::: Text shown :::

But back to some ideas that might make play-the-ball speed more self-regulatory as it is in England and not have it artificially induced.
If it’s a failure to train as hard as Australian NRL players that does the job for English Super League, then we can conclude, as if we didn’t already know, that fatigue is a necessary element of the game. But we’re not achieving the required degree of it.
The reduction from 12 to 10 interchange has been completely negated by stoppages for video review on ball-stripping, and finding touch is the signal for a stopwork meeting and a casual stroll to the scrum.
I recall Wayne Pearce saying he didn’t think a player had any right to have “three goes at you”. An 80-minute lock forward, Pearce was referring to the big bazookas given two breaks and three bites at the cherry.
Bob Fulton, in a recent discussion, agreed in principle to a suggestion that once a player ran out of puff and had to be replaced, that ought to be it for him. Fatigue would then be a serious component to give 80-minute ball players some elbow room for their creativity.
The notion that number reduction would achieve the aim of no more than two in a tackle, plenty of one-on-ones and have an automatic regulatory effect on play-the-ball speed is unarguable, but the fears are understandable. Tradition dies hard. Hospital queues for end-of-season reconstructions might shrink considerably, but that doesn’t seem to overly concern rulemakers.
A talkback caller provided a clue to achieving Johns’s two-man tackle limit while keeping the game with 13 on 13. “Don’t count the tackle if more than two are involved in making it,” he said.
Think about that.
If the defence didn’t want to give the attack any extra plays, they’d perfect two-man tackling. Imagine the ref stuck on a tackle count like a broken record, “tackle two”, “tackle two”, “tackle two” – or whatever number it was – if the defence continued to gang-tackle the ball carrier.
Anyway, a lot of people have been inspired to put on their thinking caps recently and the wrestling coaches who have put a stranglehold on the game are in no small part responsible. Thanking them for their contribution, though, isn’t on this column’s agenda.

::: Data to examine :::

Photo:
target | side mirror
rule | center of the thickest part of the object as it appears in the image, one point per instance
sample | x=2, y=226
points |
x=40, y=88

:::

[Tasks to carry out]:
a - Using the column on play-the-ball speed, decide whether each statement agrees with it. Answer yes or no for each, and quote the deciding words of the column. (i) The interchange number was cut from 12 to 10. (ii) Bob Fulton rejected the idea that a player who is replaced should not come back on. (iii) A talkback caller proposed that a tackle not be counted when more than two players make it.
b - Extract from the column on play-the-ball speed the stretch from "The notion that" through "overly concern rulemakers.".
The items have no role in any of this.

[Responses per task]:
a -
(i) Yes: "The reduction from 12 to 10 interchange"
(ii) No: "agreed in principle to a suggestion that once a player ran out of puff and had to be replaced, that ought to be it for him"
(iii) Yes: "Don’t count the tackle if more than two are involved in making it"

b -
The notion that number reduction would achieve the aim of no more than two in a tackle, plenty of one-on-ones and have an automatic regulatory effect on play-the-ball speed is unarguable, but the fears are understandable. Tradition dies hard. Hospital queues for end-of-season reconstructions might shrink considerably, but that doesn’t seem to overly concern rulemakers.